Cela se vit et se cultive dans la vie que partagent tous les jours les époux, entre eux et avec leurs enfants. C’est pourquoi il est utile de s’arrêter pour préciser le sens des expressions de ce texte, pour tenter de l’appliquer à l’existence concrète de chaque famille.


La patience

91 La première expression utilisée est makrothymei. La traduction n’est pas simplement « qui supporte tout », parce que cette idée est exprimée à la fin du 1Co 13,7. Le sens provient de la traduction grecque de l’Ancien Testament, où il est dit que Dieu est « lent à la colère » (Ex 34,6 Nb 14,18). Cela se révèle quand la personne ne se laisse pas mener par les impulsions et évite d’agresser. C’est une qualité du Dieu de l’Alliance qui appelle à l’imiter également dans la vie familiale. Les textes dans lesquels Paul utilise ce terme doivent être lus avec en arrière-fond le Livre de la Sagesse (cf. Sg 11,23 Sg 12,2 Sg 12,15-18) : en même temps qu’on loue la pondération de Dieu pour donner une chance au repentir, on insiste sur son pouvoir qui se manifeste quand il fait preuve de miséricorde. La patience de Dieu est un acte de miséricorde envers le pécheur et manifeste le véritable pouvoir.


92 Avoir patience, ce n’est pas permettre qu’on nous maltraite en permanence, ni tolérer les agressions physiques, ni permettre qu’on nous traite comme des objets. Le problème survient lorsque nous exigeons que les relations soient idylliques ou que les personnes soient parfaites, ou bien quand nous nous mettons au centre et espérons que notre seule volonté s’accomplisse. Alors, tout nous impatiente, tout nous porte à réagir avec agressivité. Si nous ne cultivons pas la patience, nous aurons toujours des excuses pour répondre avec colère, et en fin de compte nous deviendrons des personnes qui ne savent pas cohabiter, antisociales et incapables de refréner les pulsions, et la famille se convertira en champ de bataille. C’est pourquoi la Parole de Dieu nous exhorte : « Aigreur, emportement, colère, clameurs, outrages, tout cela doit être extirpé de chez vous, avec la malice sous toutes ses formes » (Ep 4,31). Cette patience se renforce quand je reconnais que l’autre aussi a le droit de vivre sur cette terre près de moi, tel qu’il est. Peu importe qu’il soit pour moi un fardeau, qu’il contrarie mes plans, qu’il me dérange par sa manière d’être ou par ses idées, qu’il ne soit pas tout ce que j’espérais. L’amour a toujours un sens de profonde compassion qui porte à accepter l’autre comme une partie de ce monde, même quand il agit autrement que je l’aurais désiré.

----

CONSIGNE —
Pour chacune des affirmations suivantes, dites si elle concorde avec le passage sur la patience et justifiez par oui ou non en citant mot pour mot les termes décisifs.
1. Le terme makrothymei se traduit simplement par « qui supporte tout ».
2. Avoir patience suppose de tolérer les agressions physiques.
3. La patience de Dieu est présentée comme un acte de miséricorde envers le pécheur.

----

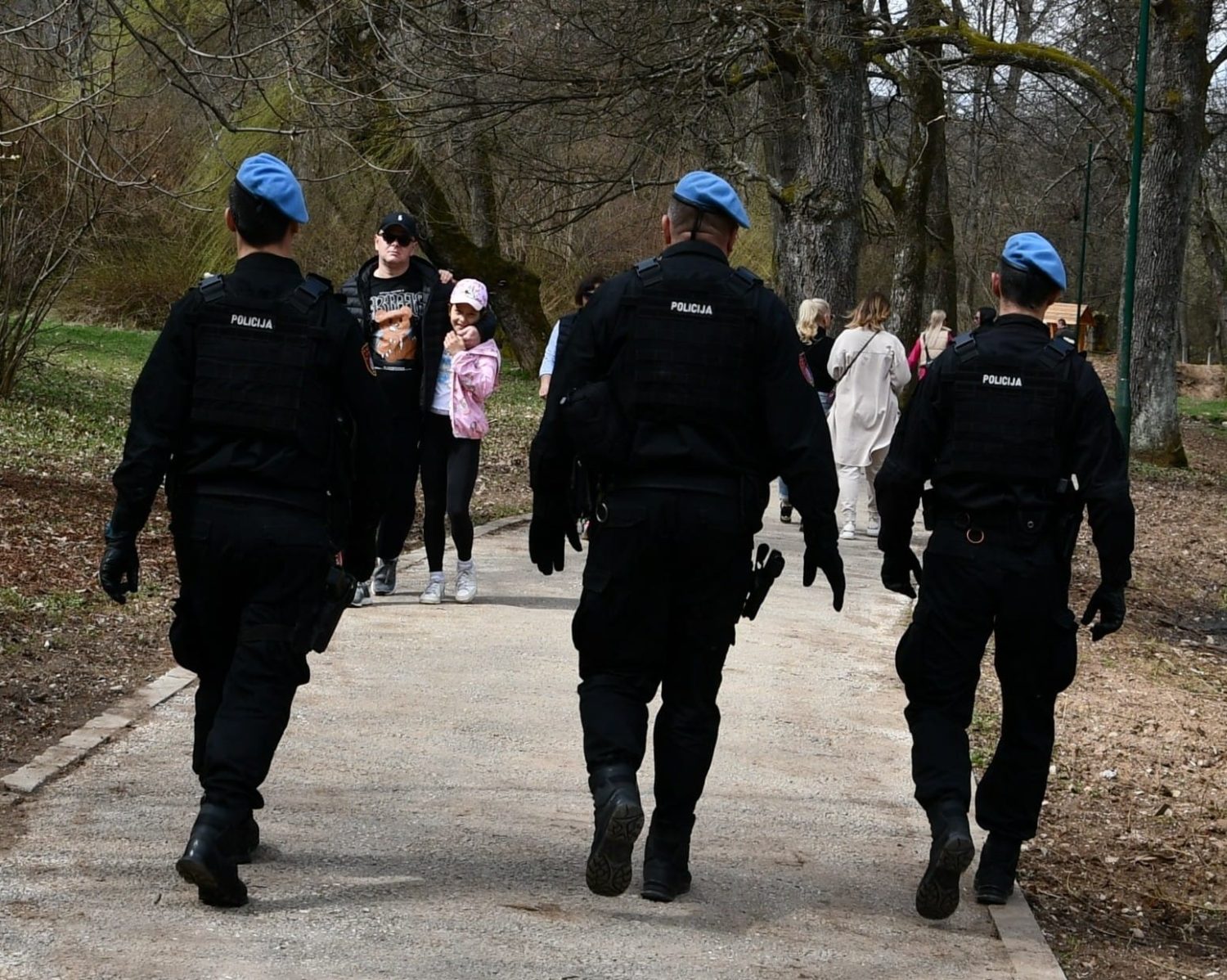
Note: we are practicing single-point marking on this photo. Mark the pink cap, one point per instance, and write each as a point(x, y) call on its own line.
point(473, 292)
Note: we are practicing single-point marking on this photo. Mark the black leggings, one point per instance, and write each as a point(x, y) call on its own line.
point(449, 473)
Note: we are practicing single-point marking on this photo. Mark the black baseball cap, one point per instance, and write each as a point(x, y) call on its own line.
point(398, 218)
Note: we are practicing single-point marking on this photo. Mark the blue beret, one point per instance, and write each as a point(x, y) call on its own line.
point(711, 193)
point(1033, 253)
point(270, 179)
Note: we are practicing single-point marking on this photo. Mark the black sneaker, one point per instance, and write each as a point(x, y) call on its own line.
point(385, 578)
point(208, 865)
point(618, 820)
point(665, 864)
point(999, 864)
point(949, 857)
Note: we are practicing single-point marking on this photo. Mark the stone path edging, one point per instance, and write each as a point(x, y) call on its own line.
point(75, 746)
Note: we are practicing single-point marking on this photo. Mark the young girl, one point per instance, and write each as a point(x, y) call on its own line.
point(930, 344)
point(452, 442)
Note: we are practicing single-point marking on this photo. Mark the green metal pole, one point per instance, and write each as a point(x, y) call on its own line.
point(1124, 402)
point(1086, 223)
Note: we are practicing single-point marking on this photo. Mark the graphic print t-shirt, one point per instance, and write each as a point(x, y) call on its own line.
point(395, 321)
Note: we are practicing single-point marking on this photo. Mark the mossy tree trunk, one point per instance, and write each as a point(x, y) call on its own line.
point(1180, 78)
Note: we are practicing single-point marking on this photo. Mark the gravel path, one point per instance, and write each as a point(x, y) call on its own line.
point(429, 815)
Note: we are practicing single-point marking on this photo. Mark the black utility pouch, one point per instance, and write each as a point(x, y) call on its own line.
point(338, 595)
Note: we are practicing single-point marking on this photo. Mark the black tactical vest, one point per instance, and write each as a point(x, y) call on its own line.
point(566, 324)
point(690, 355)
point(1004, 415)
point(262, 365)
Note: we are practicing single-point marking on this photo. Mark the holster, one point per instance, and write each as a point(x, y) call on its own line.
point(336, 597)
point(768, 567)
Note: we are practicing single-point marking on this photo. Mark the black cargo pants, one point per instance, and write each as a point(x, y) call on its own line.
point(664, 585)
point(1018, 596)
point(250, 580)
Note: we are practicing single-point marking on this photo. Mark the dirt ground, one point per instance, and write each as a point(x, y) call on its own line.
point(66, 651)
point(1129, 874)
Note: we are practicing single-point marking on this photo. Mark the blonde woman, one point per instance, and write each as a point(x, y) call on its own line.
point(812, 319)
point(933, 340)
point(870, 368)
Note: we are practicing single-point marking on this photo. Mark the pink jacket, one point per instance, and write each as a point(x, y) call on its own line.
point(474, 380)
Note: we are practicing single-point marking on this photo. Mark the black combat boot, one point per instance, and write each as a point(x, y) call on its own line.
point(240, 840)
point(208, 864)
point(385, 577)
point(949, 857)
point(999, 864)
point(618, 820)
point(667, 861)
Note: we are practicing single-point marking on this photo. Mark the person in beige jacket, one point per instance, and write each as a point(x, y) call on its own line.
point(870, 368)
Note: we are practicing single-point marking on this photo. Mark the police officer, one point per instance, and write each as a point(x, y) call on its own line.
point(1016, 436)
point(238, 409)
point(682, 384)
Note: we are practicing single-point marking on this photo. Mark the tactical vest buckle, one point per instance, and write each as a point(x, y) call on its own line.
point(213, 289)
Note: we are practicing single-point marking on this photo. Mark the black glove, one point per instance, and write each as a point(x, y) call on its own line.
point(119, 569)
point(821, 551)
point(898, 567)
point(550, 528)
point(1109, 604)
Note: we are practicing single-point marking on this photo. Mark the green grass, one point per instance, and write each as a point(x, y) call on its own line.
point(71, 402)
point(1209, 411)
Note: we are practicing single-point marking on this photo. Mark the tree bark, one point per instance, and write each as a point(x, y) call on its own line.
point(1178, 83)
point(820, 183)
point(910, 203)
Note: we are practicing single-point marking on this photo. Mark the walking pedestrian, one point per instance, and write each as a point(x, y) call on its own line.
point(402, 301)
point(237, 407)
point(812, 319)
point(681, 387)
point(870, 368)
point(456, 422)
point(1016, 437)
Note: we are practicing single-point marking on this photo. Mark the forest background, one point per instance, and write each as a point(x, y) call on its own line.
point(883, 144)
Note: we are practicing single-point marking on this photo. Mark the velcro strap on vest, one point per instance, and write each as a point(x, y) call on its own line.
point(649, 272)
point(748, 277)
point(964, 348)
point(213, 289)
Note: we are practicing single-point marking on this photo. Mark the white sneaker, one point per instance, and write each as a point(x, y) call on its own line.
point(466, 582)
point(434, 591)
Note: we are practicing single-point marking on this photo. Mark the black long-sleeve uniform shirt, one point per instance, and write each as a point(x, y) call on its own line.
point(1090, 448)
point(788, 434)
point(162, 439)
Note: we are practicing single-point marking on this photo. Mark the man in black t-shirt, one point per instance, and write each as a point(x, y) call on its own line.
point(390, 294)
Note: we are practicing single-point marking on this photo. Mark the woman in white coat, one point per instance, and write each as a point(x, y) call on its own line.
point(870, 368)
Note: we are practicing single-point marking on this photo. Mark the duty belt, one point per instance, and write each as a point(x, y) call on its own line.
point(1000, 526)
point(721, 485)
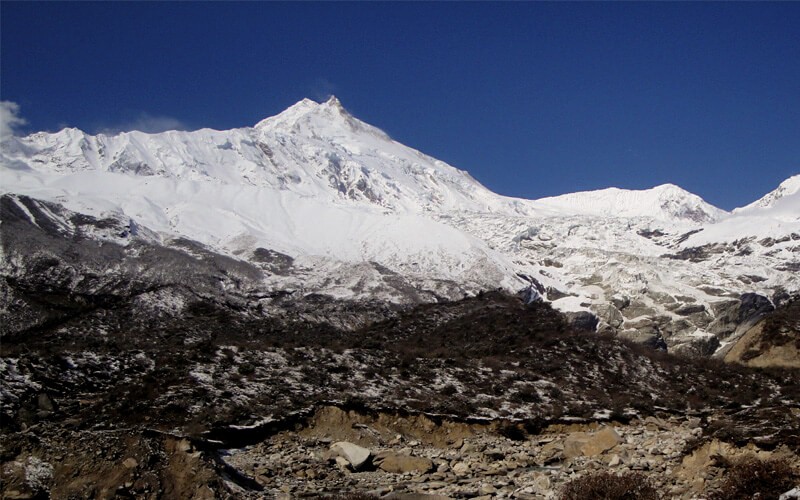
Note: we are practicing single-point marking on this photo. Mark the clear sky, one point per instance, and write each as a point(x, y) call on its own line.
point(533, 99)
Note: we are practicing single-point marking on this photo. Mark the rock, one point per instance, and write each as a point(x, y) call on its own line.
point(792, 494)
point(401, 464)
point(601, 441)
point(582, 320)
point(45, 403)
point(342, 463)
point(357, 456)
point(461, 469)
point(581, 444)
point(487, 489)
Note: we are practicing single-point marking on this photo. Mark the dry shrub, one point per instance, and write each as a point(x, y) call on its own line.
point(607, 486)
point(754, 478)
point(354, 496)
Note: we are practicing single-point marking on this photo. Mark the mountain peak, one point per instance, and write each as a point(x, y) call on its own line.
point(786, 188)
point(666, 202)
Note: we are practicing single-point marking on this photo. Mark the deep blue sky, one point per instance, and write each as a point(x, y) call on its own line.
point(533, 99)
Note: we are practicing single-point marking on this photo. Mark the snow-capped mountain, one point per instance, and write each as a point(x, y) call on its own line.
point(358, 215)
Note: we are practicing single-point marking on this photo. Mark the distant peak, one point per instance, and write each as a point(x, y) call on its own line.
point(334, 101)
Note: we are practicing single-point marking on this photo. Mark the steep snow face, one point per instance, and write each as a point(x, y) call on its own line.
point(783, 200)
point(776, 216)
point(354, 209)
point(665, 202)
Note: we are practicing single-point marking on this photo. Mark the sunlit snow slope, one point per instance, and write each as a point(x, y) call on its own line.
point(349, 204)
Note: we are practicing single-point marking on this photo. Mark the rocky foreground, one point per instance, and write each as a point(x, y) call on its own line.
point(487, 396)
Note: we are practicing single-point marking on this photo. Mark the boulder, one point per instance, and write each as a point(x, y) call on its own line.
point(356, 456)
point(589, 445)
point(400, 464)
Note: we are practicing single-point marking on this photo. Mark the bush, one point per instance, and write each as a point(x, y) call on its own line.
point(753, 478)
point(607, 486)
point(354, 496)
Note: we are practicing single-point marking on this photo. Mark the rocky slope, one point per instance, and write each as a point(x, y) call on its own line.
point(184, 314)
point(352, 214)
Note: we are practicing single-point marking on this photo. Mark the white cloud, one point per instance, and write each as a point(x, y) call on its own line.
point(9, 118)
point(147, 123)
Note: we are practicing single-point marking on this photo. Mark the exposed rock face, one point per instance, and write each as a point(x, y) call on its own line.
point(355, 455)
point(677, 454)
point(773, 341)
point(402, 464)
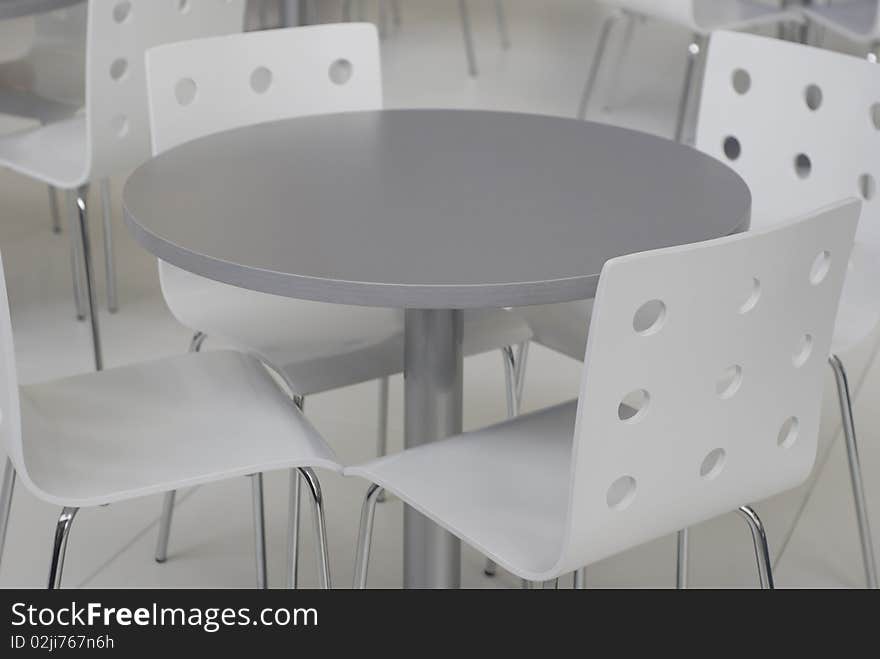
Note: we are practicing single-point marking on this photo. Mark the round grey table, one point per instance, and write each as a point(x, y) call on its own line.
point(18, 8)
point(433, 211)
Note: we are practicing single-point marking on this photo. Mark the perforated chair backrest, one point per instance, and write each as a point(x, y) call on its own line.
point(201, 87)
point(119, 33)
point(703, 380)
point(197, 88)
point(801, 125)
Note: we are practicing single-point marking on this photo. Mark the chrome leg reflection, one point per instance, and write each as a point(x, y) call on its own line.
point(59, 549)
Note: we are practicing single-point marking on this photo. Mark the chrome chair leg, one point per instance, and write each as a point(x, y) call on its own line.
point(259, 530)
point(695, 52)
point(382, 434)
point(314, 488)
point(522, 356)
point(509, 358)
point(195, 345)
point(6, 489)
point(85, 245)
point(629, 32)
point(165, 526)
point(59, 550)
point(762, 549)
point(464, 14)
point(595, 67)
point(501, 20)
point(75, 257)
point(681, 559)
point(511, 378)
point(109, 258)
point(855, 470)
point(365, 536)
point(293, 516)
point(293, 529)
point(53, 208)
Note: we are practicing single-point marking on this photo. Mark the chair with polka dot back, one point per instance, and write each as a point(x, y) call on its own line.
point(802, 126)
point(701, 392)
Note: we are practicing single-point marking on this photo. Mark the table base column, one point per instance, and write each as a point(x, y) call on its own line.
point(433, 392)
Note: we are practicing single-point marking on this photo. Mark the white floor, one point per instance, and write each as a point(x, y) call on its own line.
point(211, 542)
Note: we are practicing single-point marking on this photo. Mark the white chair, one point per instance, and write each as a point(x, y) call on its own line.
point(102, 438)
point(42, 77)
point(800, 125)
point(856, 20)
point(201, 87)
point(701, 18)
point(112, 135)
point(673, 425)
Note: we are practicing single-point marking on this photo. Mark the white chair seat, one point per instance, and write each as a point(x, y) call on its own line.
point(21, 103)
point(855, 19)
point(55, 153)
point(144, 429)
point(318, 346)
point(504, 489)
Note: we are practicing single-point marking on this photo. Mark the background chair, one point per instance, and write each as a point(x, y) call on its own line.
point(102, 438)
point(112, 135)
point(673, 425)
point(801, 126)
point(701, 18)
point(42, 78)
point(201, 87)
point(855, 20)
point(464, 15)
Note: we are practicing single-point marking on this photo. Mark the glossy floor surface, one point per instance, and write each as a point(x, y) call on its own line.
point(211, 543)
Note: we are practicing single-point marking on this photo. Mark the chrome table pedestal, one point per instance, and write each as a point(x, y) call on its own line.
point(433, 386)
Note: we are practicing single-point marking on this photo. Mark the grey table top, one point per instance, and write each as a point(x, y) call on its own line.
point(17, 8)
point(426, 208)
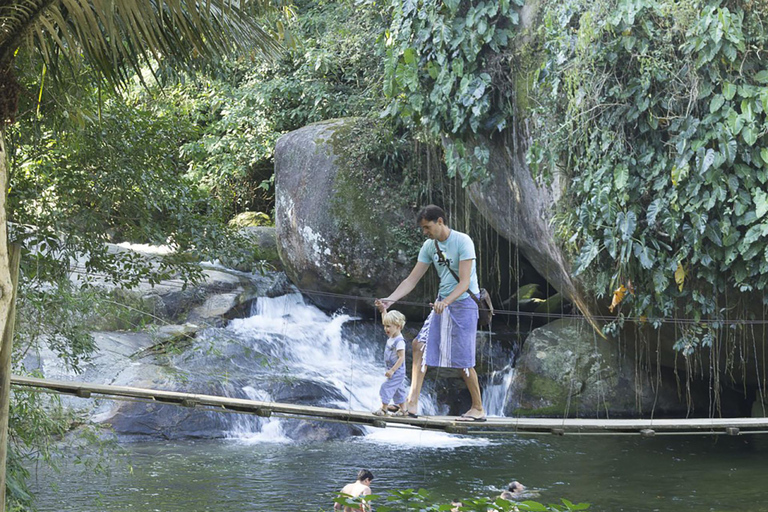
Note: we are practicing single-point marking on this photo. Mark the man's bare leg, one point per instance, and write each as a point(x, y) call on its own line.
point(417, 377)
point(473, 385)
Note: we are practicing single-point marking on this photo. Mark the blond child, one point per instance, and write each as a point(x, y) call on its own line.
point(393, 389)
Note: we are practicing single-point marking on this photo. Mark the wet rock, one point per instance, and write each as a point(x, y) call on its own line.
point(335, 225)
point(566, 369)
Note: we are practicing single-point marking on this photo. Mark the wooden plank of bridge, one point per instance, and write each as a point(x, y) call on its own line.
point(558, 426)
point(6, 349)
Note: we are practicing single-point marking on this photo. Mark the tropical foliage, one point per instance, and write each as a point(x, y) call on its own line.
point(421, 501)
point(115, 39)
point(656, 112)
point(439, 67)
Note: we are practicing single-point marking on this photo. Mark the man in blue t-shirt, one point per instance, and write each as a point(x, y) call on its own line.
point(449, 333)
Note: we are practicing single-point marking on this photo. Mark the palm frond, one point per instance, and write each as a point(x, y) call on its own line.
point(118, 36)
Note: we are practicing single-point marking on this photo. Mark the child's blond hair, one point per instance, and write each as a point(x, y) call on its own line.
point(393, 317)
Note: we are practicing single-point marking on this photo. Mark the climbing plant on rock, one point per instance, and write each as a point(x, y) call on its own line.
point(437, 76)
point(657, 111)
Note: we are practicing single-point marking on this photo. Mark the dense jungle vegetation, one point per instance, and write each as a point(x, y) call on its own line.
point(654, 111)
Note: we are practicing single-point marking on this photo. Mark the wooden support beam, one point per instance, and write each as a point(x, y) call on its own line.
point(451, 424)
point(6, 350)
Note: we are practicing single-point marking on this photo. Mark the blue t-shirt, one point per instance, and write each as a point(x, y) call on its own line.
point(457, 247)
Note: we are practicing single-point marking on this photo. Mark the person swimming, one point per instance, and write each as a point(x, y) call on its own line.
point(514, 490)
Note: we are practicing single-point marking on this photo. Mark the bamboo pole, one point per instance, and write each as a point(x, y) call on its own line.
point(451, 424)
point(5, 367)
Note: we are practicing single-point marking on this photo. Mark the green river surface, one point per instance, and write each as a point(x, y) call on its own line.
point(613, 473)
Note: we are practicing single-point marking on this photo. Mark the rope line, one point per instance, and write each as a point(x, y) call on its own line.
point(605, 318)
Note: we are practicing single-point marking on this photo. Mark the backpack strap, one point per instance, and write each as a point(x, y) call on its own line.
point(441, 259)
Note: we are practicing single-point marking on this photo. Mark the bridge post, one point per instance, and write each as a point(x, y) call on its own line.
point(6, 347)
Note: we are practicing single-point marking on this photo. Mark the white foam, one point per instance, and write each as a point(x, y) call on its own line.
point(409, 438)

----

RÉPONSE —
1. Non : « La traduction n’est pas simplement « qui supporte tout » ».
2. Non : « Avoir patience, ce n’est pas permettre qu’on nous maltraite en permanence, ni tolérer les agressions physiques ».
3. Oui : « La patience de Dieu est un acte de miséricorde envers le pécheur ».